Your goal: Among the entries that follow, find every line with the word "below" and list it.

[Records drawn from a dataset]
--------
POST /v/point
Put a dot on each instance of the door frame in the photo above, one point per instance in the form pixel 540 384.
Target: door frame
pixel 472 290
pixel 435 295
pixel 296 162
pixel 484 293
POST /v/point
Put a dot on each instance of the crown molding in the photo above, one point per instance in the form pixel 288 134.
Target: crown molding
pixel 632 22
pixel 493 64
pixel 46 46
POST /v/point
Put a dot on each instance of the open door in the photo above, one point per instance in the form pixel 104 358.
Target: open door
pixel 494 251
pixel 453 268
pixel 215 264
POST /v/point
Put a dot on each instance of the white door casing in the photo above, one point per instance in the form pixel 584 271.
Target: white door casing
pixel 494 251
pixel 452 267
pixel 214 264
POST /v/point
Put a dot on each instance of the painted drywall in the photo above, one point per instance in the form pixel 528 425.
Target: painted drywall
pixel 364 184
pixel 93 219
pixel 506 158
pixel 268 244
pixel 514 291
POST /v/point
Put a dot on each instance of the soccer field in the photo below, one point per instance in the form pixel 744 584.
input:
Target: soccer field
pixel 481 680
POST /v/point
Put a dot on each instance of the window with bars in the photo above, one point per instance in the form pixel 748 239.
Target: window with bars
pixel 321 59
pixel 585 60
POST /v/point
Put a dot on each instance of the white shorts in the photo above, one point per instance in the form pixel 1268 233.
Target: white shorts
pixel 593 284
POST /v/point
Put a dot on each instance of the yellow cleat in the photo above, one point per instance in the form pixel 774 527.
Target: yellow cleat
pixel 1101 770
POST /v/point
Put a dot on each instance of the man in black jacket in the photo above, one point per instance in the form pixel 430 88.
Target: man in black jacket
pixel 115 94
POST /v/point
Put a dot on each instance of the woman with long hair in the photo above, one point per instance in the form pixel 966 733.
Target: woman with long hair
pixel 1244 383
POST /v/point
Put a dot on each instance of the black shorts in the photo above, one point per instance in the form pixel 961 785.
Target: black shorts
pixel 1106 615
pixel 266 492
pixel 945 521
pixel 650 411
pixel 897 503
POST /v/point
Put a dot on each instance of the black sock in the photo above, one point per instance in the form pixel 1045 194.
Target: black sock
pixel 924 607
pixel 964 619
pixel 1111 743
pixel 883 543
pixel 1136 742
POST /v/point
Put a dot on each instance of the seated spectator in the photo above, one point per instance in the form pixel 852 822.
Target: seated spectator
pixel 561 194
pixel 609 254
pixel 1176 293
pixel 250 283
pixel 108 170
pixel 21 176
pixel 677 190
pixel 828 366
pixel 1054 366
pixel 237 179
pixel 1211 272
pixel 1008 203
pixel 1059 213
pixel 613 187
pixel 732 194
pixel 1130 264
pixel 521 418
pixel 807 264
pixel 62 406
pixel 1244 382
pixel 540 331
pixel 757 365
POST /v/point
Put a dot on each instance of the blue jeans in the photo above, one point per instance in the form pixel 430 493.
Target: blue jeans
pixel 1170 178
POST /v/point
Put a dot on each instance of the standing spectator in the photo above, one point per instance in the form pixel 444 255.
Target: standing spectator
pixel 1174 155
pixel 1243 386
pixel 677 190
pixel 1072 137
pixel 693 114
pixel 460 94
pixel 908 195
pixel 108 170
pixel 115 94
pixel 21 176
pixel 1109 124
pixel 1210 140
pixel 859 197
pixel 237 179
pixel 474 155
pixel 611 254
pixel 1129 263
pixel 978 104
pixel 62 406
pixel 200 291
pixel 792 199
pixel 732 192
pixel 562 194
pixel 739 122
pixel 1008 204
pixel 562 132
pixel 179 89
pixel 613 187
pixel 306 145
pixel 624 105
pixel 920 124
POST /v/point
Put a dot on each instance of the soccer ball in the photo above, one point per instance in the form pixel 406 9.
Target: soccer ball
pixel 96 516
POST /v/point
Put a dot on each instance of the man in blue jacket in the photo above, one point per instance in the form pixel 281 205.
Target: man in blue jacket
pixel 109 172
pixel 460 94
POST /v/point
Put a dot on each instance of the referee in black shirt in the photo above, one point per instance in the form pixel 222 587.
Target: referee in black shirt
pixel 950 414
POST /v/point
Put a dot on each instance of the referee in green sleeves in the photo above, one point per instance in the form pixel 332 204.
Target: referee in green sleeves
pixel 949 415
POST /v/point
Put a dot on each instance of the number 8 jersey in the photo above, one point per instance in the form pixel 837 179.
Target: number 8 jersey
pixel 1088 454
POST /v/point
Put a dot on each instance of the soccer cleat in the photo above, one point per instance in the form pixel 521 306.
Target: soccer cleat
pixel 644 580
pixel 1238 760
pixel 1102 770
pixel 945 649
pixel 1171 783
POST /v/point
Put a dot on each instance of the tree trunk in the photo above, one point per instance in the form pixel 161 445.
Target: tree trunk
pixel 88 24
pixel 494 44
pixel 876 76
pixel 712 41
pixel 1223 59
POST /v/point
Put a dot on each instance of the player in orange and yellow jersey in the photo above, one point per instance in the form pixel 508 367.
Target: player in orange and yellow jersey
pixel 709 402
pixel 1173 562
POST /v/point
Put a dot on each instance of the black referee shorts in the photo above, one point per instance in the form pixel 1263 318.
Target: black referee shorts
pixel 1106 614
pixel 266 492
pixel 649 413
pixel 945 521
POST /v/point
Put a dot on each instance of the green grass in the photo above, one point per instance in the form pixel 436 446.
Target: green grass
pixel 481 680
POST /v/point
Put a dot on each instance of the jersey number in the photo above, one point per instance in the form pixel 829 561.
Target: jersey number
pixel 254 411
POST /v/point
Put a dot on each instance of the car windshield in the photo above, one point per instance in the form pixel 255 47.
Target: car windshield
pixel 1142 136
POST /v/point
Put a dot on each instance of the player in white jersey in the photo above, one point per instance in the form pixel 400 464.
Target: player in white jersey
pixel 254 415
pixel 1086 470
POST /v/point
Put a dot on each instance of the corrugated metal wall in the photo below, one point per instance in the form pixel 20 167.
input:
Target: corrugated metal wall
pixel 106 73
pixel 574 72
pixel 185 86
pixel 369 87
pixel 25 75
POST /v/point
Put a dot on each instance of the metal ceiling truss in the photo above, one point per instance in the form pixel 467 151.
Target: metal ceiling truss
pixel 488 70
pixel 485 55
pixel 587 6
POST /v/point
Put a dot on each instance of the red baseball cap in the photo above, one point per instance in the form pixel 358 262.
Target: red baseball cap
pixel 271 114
--------
Problem solution:
Put a dot on each instance of the soccer field in the photo below, one point per instance in the form pixel 744 584.
Put a dot on each instance of the corrugated metal wall in the photo below, one point per instance in the form pixel 20 167.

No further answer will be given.